> Work instructions
Please find each line in the rows below that contains the string "white" and copy it out. Case counts.

(Stored data entries)
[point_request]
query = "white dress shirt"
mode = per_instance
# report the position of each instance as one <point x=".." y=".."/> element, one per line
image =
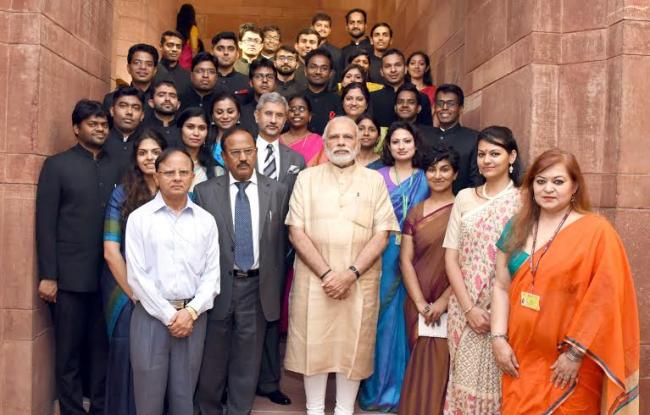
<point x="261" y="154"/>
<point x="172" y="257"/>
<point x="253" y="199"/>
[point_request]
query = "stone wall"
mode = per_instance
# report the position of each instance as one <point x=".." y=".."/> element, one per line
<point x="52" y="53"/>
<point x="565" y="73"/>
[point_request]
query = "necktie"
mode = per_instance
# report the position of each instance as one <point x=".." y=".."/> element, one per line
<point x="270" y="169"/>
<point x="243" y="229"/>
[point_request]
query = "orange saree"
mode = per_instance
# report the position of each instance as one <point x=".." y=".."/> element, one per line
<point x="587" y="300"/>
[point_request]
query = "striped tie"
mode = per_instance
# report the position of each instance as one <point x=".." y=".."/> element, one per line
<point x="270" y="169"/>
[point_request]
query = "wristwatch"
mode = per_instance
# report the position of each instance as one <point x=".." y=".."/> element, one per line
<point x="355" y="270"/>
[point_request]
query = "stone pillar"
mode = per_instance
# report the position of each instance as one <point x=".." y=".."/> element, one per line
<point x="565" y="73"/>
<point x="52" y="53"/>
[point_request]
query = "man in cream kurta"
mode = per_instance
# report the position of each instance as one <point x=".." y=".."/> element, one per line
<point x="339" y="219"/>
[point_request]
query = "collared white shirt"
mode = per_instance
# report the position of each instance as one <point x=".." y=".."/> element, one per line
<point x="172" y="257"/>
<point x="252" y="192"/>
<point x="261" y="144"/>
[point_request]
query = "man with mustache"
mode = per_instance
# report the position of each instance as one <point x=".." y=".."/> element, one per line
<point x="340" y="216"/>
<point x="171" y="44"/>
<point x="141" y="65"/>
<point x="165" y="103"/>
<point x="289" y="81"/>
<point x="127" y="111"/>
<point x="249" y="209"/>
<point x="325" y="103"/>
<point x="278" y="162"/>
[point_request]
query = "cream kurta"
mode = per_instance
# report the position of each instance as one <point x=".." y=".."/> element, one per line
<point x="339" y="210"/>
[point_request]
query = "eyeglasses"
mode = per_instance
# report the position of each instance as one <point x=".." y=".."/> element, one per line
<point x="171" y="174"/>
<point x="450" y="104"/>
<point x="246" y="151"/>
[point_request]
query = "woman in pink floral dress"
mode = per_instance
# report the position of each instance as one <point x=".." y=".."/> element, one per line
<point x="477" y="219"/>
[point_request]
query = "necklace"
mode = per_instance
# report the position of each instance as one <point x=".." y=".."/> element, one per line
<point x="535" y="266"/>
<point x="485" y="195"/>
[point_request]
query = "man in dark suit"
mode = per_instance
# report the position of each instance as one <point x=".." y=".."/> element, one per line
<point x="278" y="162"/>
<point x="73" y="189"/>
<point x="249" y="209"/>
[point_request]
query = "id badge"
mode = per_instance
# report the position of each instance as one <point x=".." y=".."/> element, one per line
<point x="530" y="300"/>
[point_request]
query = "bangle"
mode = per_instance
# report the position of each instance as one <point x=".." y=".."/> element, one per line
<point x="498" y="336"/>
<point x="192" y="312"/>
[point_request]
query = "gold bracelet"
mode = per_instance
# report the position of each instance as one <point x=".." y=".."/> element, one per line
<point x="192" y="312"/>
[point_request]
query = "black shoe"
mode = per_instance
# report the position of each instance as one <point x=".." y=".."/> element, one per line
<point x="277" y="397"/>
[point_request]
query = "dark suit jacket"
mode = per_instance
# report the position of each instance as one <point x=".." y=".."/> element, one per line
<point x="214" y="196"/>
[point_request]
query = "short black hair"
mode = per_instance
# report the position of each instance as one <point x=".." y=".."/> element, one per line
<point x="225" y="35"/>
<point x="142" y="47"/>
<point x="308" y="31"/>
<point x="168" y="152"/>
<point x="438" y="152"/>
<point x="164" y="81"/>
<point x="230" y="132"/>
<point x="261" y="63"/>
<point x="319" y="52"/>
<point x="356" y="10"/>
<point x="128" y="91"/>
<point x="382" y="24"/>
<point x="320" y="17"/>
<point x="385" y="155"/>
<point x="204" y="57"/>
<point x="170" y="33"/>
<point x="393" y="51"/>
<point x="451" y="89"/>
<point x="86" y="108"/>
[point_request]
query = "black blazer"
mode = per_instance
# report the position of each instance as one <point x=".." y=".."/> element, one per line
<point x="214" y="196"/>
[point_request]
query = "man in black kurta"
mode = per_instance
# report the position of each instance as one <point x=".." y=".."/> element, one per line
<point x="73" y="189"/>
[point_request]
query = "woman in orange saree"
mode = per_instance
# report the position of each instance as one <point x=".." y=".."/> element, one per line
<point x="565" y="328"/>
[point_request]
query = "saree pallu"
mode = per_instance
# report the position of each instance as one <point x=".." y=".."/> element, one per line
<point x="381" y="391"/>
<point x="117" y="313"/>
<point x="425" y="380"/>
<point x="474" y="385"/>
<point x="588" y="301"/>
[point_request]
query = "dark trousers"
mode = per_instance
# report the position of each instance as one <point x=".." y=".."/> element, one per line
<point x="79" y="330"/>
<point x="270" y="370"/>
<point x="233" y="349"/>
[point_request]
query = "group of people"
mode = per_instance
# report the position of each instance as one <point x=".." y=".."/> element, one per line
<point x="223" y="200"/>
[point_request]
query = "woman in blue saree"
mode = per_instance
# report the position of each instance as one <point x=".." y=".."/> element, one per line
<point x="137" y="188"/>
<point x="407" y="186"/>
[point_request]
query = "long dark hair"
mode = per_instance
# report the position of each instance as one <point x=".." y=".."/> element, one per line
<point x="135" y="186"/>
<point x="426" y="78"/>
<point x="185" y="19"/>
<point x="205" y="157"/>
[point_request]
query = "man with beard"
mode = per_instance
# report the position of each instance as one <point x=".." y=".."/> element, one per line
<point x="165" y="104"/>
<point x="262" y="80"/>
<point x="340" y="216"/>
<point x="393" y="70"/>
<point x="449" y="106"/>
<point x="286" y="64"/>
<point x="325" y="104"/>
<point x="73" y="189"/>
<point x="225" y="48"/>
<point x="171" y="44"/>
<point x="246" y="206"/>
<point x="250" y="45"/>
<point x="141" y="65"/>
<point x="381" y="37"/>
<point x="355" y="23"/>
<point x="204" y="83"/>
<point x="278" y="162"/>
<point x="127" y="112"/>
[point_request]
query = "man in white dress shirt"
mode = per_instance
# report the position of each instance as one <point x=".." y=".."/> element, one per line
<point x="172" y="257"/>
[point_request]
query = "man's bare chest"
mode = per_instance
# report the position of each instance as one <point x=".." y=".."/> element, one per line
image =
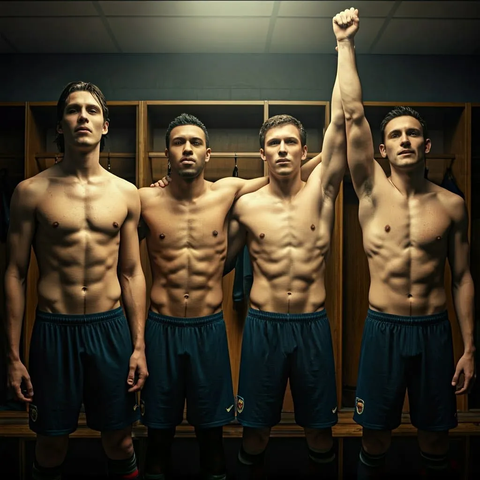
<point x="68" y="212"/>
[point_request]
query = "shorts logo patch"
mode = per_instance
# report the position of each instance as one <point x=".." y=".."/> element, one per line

> Expected output
query = "white dress shirt"
query = "collared white shirt"
query = "man in white dress shirt"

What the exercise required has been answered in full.